--- WHAT YOU WILL DO ---
From the data below, return the exact lines starting at the line containing "Target: jacket hood" and ending at the line containing "Target: woman's brown hair", both included, and nothing else.

Natural-language object grounding data

---------------

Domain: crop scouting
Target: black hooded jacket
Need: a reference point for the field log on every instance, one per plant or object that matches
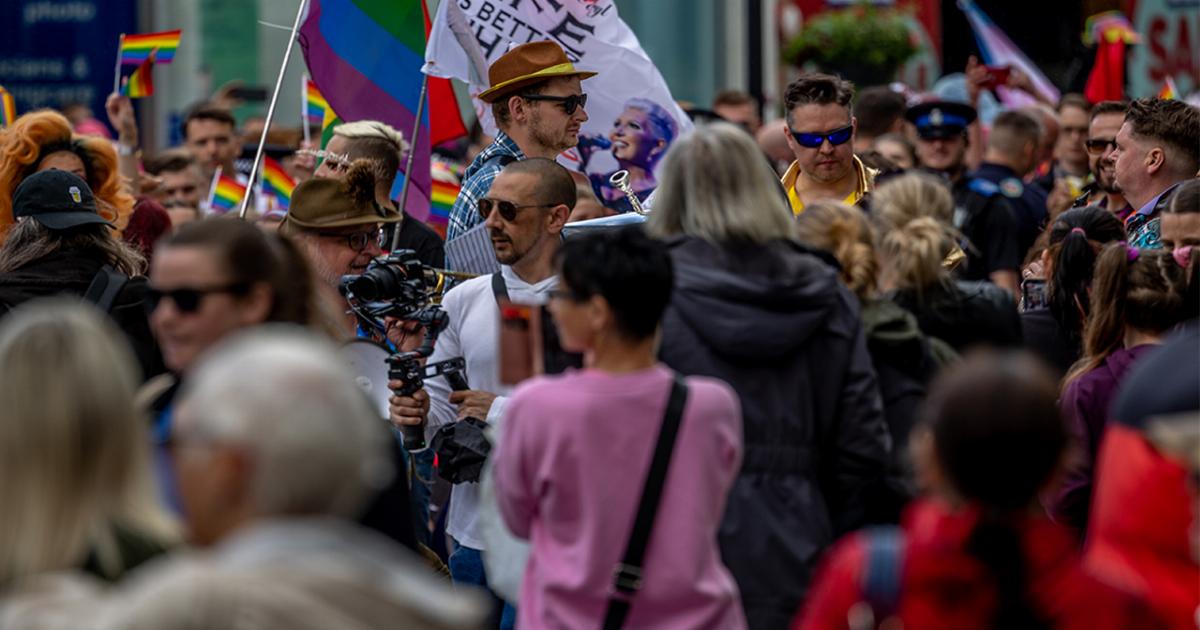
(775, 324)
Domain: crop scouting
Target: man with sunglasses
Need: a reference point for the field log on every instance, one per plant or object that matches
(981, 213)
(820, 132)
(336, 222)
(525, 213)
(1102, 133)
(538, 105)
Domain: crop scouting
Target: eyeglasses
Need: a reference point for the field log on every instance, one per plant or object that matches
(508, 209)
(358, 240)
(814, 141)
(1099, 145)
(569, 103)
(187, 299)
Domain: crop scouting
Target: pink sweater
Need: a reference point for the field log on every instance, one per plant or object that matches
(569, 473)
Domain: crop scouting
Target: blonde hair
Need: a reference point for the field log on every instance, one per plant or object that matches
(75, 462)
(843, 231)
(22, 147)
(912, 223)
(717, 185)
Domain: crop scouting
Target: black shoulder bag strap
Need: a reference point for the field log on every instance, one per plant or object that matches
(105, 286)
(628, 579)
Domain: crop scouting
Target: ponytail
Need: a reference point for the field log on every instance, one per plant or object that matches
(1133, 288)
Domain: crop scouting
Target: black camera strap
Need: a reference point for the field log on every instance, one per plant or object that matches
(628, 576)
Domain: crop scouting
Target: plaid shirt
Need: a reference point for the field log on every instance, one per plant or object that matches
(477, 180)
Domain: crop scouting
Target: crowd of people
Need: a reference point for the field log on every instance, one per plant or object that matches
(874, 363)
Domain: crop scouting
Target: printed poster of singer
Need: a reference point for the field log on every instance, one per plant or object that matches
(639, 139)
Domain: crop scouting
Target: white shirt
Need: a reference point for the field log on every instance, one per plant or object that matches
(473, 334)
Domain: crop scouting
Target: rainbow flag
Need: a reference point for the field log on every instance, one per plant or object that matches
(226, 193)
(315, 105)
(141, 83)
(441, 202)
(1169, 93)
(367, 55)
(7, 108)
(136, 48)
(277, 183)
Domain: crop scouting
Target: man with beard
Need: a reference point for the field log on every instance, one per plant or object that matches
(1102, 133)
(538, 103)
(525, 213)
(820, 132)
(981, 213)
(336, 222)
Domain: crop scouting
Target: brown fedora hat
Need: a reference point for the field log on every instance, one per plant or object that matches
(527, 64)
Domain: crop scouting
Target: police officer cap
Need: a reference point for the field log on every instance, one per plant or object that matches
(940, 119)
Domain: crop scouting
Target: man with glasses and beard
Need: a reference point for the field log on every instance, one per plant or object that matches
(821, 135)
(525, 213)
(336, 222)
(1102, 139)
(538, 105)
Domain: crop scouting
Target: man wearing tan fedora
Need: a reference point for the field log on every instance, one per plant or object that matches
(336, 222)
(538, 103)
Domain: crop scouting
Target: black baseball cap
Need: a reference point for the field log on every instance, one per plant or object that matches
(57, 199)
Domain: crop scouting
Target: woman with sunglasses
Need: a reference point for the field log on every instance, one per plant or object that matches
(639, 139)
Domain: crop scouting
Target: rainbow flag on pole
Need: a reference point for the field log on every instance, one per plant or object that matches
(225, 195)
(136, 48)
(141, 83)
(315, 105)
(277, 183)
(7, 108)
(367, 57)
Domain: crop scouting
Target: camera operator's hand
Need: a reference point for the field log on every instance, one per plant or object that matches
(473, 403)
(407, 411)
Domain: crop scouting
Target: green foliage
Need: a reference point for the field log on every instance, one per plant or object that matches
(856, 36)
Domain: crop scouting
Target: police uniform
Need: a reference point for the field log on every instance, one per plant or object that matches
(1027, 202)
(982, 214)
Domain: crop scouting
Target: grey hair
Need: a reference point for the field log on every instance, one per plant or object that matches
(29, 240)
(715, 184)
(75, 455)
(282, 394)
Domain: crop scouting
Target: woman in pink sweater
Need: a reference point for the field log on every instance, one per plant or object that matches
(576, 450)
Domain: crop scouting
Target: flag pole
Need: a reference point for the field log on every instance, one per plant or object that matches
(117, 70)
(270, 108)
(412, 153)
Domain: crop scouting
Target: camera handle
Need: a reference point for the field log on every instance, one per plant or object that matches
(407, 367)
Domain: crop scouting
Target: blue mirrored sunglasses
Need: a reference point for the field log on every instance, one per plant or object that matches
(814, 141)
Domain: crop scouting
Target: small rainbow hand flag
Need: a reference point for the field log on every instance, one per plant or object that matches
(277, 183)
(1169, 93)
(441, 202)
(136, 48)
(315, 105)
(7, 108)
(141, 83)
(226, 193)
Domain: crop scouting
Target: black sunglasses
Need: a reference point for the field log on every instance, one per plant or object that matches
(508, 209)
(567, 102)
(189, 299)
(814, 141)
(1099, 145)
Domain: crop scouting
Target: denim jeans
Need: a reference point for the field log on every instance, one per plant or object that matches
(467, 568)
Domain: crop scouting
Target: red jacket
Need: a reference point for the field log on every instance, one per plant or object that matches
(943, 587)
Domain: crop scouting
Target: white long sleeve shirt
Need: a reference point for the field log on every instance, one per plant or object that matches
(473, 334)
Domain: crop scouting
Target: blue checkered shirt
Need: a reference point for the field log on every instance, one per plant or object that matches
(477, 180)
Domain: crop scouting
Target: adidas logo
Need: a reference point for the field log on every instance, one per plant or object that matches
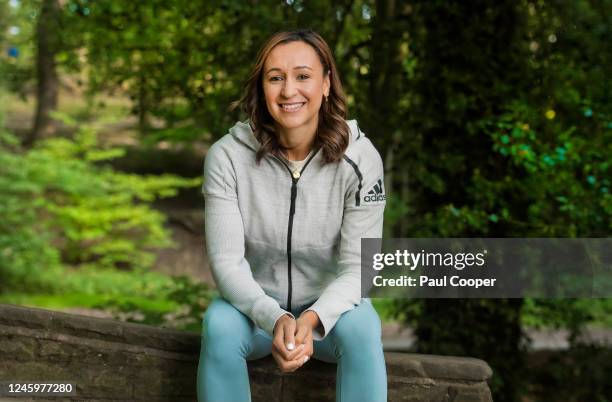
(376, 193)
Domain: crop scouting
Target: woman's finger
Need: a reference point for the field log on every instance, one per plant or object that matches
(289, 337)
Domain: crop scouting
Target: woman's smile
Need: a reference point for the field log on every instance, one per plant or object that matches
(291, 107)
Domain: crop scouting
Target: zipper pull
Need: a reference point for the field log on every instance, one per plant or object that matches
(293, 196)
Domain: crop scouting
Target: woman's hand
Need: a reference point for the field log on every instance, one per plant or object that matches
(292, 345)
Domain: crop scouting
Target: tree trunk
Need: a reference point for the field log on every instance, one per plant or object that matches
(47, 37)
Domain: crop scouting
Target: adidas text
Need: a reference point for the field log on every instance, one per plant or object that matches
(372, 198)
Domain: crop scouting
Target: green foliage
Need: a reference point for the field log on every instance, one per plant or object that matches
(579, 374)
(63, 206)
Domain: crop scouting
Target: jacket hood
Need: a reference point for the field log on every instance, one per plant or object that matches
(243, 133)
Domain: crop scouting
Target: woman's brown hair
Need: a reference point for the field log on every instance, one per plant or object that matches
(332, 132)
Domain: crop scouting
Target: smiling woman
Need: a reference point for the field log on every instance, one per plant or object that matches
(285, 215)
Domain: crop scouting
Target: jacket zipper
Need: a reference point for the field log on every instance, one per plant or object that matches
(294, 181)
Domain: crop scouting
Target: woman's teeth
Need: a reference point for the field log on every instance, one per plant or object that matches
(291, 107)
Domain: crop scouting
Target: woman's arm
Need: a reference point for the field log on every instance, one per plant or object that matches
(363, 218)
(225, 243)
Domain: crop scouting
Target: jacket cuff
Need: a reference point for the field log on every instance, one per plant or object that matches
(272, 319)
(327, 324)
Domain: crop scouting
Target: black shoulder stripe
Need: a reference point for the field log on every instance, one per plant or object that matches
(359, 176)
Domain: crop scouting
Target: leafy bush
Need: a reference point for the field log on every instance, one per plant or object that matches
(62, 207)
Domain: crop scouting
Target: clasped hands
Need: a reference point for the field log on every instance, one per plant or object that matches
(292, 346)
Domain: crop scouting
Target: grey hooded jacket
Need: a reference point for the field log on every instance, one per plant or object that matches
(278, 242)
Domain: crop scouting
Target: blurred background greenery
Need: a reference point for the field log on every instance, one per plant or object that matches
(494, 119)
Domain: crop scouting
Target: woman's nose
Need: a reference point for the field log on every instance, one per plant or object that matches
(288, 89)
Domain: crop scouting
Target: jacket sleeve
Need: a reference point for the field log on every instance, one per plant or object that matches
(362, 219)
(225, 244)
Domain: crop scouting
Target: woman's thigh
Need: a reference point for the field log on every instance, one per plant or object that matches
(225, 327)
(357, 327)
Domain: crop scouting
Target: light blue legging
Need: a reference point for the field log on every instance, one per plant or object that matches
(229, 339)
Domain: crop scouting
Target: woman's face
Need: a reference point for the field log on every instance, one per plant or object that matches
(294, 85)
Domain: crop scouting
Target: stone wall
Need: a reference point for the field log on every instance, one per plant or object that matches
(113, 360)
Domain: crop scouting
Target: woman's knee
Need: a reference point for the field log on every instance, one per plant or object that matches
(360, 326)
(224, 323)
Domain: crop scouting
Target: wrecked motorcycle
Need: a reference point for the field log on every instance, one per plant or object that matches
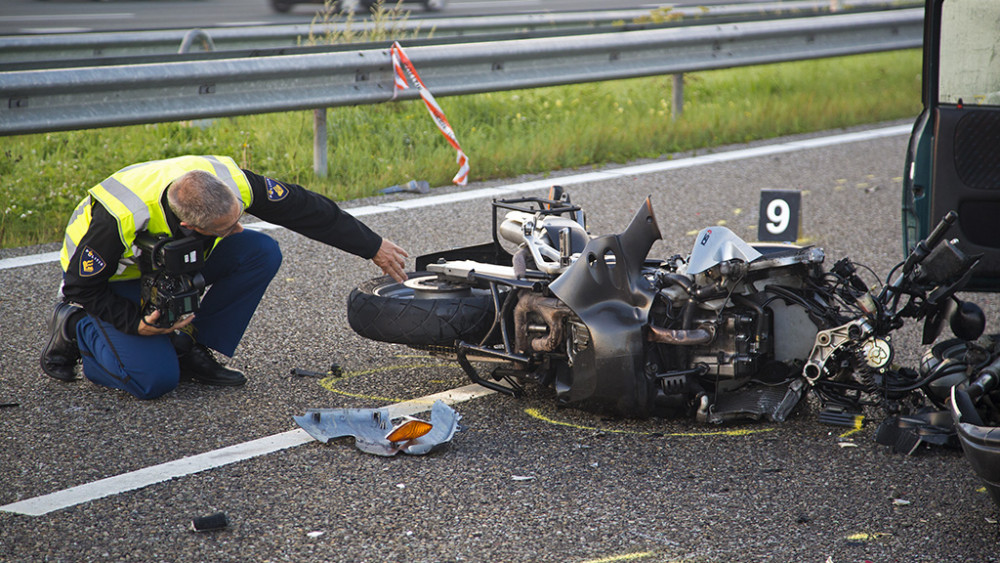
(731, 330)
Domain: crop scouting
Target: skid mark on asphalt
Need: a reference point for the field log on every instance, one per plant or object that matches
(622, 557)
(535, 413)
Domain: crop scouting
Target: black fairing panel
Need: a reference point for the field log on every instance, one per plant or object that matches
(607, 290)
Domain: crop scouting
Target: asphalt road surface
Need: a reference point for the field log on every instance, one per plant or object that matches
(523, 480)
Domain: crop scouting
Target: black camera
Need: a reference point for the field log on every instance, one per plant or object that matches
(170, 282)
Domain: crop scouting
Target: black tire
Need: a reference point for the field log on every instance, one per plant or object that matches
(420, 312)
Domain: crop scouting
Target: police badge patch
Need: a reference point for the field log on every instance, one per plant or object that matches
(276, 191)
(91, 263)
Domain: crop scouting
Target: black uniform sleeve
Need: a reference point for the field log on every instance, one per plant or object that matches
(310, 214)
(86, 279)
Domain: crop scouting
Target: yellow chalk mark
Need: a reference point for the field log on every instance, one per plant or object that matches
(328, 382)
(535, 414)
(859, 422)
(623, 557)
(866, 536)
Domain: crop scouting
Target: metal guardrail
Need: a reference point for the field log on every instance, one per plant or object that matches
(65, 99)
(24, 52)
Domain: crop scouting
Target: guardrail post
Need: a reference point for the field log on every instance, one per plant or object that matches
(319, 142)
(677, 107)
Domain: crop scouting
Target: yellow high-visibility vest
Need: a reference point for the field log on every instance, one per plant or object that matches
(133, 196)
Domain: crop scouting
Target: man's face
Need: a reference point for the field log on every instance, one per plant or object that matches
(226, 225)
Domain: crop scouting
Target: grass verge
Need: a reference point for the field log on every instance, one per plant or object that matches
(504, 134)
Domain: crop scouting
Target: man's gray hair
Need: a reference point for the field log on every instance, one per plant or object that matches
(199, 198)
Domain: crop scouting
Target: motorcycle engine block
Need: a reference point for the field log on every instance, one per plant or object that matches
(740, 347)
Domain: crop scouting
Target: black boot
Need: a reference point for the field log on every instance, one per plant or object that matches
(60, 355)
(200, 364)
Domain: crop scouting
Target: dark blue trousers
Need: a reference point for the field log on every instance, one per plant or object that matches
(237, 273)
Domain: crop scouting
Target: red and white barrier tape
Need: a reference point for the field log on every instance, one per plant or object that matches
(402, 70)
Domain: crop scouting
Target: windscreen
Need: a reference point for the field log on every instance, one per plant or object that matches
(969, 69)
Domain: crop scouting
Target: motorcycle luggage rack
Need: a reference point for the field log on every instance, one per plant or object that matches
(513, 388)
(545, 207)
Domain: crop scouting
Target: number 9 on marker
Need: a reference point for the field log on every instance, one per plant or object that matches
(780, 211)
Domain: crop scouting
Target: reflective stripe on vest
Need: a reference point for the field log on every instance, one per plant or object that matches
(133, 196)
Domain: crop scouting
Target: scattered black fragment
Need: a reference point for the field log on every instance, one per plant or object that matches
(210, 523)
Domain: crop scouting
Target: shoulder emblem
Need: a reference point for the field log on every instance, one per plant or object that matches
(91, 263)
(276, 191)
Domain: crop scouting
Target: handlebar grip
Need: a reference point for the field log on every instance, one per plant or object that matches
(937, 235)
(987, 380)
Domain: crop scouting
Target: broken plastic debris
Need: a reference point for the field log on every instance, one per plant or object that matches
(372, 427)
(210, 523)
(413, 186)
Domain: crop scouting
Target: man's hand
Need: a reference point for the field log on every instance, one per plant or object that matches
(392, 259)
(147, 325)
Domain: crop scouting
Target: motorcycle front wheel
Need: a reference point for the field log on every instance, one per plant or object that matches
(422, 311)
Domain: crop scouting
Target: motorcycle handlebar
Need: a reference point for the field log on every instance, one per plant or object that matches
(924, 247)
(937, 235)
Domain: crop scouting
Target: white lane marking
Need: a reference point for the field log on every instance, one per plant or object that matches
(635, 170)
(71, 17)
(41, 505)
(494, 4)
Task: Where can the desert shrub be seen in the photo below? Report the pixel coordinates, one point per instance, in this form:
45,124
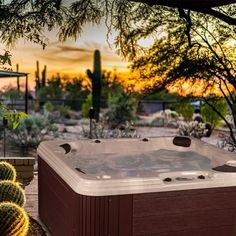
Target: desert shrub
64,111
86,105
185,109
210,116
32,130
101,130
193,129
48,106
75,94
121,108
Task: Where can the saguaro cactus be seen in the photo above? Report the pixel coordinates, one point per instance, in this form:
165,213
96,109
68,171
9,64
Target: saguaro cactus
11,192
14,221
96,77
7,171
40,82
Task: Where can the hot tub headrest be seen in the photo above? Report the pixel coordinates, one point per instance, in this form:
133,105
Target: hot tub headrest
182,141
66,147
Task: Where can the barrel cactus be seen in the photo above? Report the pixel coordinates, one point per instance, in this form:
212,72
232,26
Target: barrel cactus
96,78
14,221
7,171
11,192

---------------

--- RESULT OF THE TASK ---
Target: jacket hood
Need: a reference point for the field log on every instance, one per plant or object that matches
(243, 133)
Domain: crop scouting
Target: woman's brown hair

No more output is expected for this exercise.